_Задание A_
Кто из людей назван во фрагменте по имени или фамилии? Перечислите всех.

_Исходный фрагмент_
Первых лиц украинской общины пригласили в Белый дом утром 27 ноября, в среду – во вторник, как уже говорилось, президент оставил колебания по вопросу независимости Украины. Пятнадцать человек полчаса беседовали с Бушем, Скоукрофтом, Эдом Хьюэттом из Совета по национальной безопасности и другими помощниками президента. Возглавлял украинцев Тарас Шмагала, родом из Кливленда. Он много лет поддерживал Республиканскую партию, руководил Украинской национальной ассоциацией – издателем “Юкрейниан уикли”. В 1988 году Шмагала возглавлял комитет “Американские украинцы за Буша”, а в сентябре 1991 года ездил в Киев в составе делегации Джонатана Буша, чтобы почтить память убитых полстолетия назад в Бабьем Яру.

_Задание B_
Скопируйте строки списка без изменений, начиная с его первой строки и заканчивая строкой, где стоит "left=298, top=88, right=332, bottom=152", включая обе. Изображения в ответ не включайте.

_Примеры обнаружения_

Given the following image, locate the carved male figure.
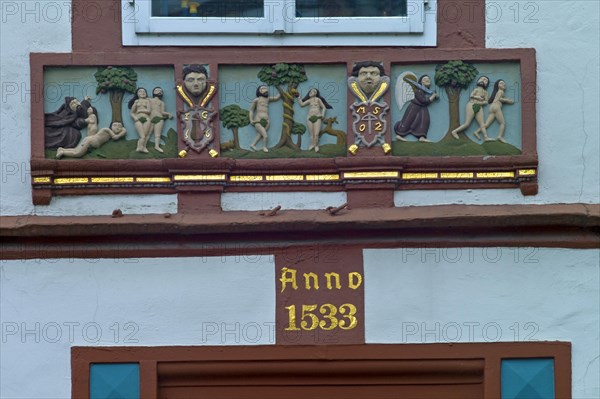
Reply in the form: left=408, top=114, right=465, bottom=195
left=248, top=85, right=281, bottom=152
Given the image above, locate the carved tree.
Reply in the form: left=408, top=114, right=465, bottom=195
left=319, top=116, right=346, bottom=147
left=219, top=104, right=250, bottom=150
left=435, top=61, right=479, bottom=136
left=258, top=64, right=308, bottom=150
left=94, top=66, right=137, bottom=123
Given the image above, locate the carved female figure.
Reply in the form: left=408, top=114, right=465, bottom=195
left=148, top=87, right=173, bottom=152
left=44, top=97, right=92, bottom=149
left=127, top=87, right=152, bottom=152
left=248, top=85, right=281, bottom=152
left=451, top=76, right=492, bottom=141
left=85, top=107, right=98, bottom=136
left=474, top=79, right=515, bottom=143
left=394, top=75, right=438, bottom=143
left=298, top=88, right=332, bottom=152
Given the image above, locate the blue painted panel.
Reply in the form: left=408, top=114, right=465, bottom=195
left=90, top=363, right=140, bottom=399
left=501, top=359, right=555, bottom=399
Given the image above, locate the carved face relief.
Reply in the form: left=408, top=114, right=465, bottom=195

_Ответ A_
Буш, Скоукрофт, Эд Хьюэтт, Тарас Шмагала, Джонатан Буш

_Ответ B_
Given the following image, locate the carved male figure.
Reply in the form: left=408, top=114, right=465, bottom=195
left=248, top=85, right=281, bottom=152
Given the image above, locate the carved tree.
Reply in the form: left=408, top=114, right=465, bottom=195
left=319, top=116, right=346, bottom=147
left=219, top=104, right=250, bottom=150
left=435, top=61, right=479, bottom=136
left=258, top=64, right=308, bottom=150
left=94, top=66, right=137, bottom=123
Given the image above, locate the carved female figure.
Reply in the form: left=408, top=114, right=465, bottom=195
left=148, top=87, right=173, bottom=152
left=44, top=97, right=92, bottom=149
left=127, top=87, right=152, bottom=152
left=248, top=85, right=281, bottom=152
left=451, top=76, right=492, bottom=141
left=85, top=107, right=98, bottom=136
left=474, top=79, right=515, bottom=143
left=394, top=75, right=438, bottom=143
left=298, top=88, right=332, bottom=152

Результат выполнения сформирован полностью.